TASK ▸
Each entry must appear again exactly as it does in the source.

(Data records)
--------------------

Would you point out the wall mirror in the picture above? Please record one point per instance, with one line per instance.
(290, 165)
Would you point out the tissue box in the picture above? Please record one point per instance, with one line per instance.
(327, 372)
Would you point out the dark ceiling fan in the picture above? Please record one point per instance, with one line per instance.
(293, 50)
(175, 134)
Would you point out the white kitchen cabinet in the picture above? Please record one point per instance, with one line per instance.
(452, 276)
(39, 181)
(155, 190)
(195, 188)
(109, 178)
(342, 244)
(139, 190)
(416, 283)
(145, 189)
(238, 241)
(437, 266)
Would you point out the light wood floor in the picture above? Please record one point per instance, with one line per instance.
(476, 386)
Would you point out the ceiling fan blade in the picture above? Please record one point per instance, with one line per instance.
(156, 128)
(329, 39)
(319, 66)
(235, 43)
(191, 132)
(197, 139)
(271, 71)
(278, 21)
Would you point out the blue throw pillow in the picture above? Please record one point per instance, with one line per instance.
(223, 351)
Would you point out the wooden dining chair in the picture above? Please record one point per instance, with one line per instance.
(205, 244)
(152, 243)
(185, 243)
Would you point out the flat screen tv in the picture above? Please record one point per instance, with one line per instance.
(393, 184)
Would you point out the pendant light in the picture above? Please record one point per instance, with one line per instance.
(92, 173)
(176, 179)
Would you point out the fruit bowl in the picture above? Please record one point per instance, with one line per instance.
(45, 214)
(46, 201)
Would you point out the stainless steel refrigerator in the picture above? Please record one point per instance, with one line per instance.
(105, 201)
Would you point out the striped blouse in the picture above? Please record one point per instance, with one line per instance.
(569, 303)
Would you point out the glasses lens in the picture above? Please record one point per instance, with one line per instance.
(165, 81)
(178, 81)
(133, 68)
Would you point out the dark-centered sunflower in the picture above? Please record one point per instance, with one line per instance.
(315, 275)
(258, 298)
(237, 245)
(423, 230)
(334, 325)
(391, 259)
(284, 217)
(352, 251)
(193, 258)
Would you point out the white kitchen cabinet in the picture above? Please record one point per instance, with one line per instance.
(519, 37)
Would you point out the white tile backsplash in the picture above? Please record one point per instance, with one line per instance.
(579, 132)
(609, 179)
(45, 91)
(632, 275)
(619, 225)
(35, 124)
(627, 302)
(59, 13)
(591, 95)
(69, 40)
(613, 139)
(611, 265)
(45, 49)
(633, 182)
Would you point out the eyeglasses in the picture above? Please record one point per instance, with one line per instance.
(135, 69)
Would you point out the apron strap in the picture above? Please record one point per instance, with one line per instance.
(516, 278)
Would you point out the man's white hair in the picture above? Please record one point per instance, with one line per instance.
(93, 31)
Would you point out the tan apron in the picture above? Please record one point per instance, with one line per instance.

--------------------

ANSWER TO THIS EXERCISE ▸
Would you point out the wall mirror in the picture above? Please record one point per instance, with one line per instance.
(290, 165)
Would you point out the tissue box in the picture above? Please record one point per instance, with one line per instance.
(327, 372)
Would you point out the dark ceiling fan in the picture above? Please record one point per instance, with one line per instance.
(293, 50)
(175, 134)
Would you point out the white kitchen cabinet in the picture above? Please record one point per instance, with one line per instance.
(452, 276)
(39, 181)
(155, 190)
(195, 188)
(109, 178)
(342, 244)
(139, 190)
(416, 283)
(145, 189)
(238, 241)
(437, 266)
Would you point out the light wood floor in the picture above? Please record one point per instance, with one line per instance.
(476, 386)
Would you point out the ceiling fan blade in the picture above? Please record one point per instance, with one line per instance.
(156, 128)
(329, 39)
(319, 66)
(235, 43)
(191, 132)
(197, 139)
(271, 71)
(278, 21)
Would you point out the blue throw pillow in the picture above? Please record one point per instance, with one line per instance.
(223, 351)
Would you point out the wooden dining chair in the picture above? Please record one point per instance, with one line per instance.
(205, 244)
(152, 243)
(185, 243)
Would you point out the flat screen tv in the picture above? Please record one point per instance, with one line per instance.
(393, 184)
Would you point out the pendant light in the picture above? Please record one point per instance, with one line per instance.
(92, 173)
(176, 179)
Would you point out the fruit bowl in the picture above? Please record one point per instance, with one line per instance.
(45, 214)
(46, 201)
Would you point out the stainless steel refrigerator in the picture above? Please record one point per instance, with one line per instance.
(105, 201)
Would you point out the striped blouse in the picture above? Please record one point per instance, with one line per instance.
(569, 303)
Would you point out the glasses lens in the picture above? Please record one point per instance, with one line per instance.
(165, 81)
(178, 81)
(133, 68)
Would you point out the dark-centered sunflower in the picture above? Please record one point per instance, with one line per instance.
(315, 275)
(258, 298)
(237, 245)
(423, 230)
(334, 325)
(391, 259)
(284, 217)
(352, 251)
(193, 258)
Would you point out the white kitchen cabinet in the picture above? Please record one point per instance, with one line per instance.
(519, 37)
Would you point out the white tile backsplash in the picture above? Please record one point per instance, with one line per instance.
(579, 132)
(609, 179)
(45, 91)
(632, 275)
(619, 225)
(35, 124)
(627, 302)
(59, 13)
(591, 95)
(69, 40)
(613, 139)
(611, 265)
(45, 49)
(633, 182)
Would you point out the eyeglasses in the picture above? Please record one point per instance, with one line per instance.
(135, 69)
Would you point out the apron strap in the picture above? Please record one point per instance, with one line per instance.
(516, 278)
Would you point out the man's white hair in the picture above? Please record one point per instance, with one line per instance.
(93, 31)
Would you point out the tan apron in the picture above? Please record one point per instance, with one line per instance.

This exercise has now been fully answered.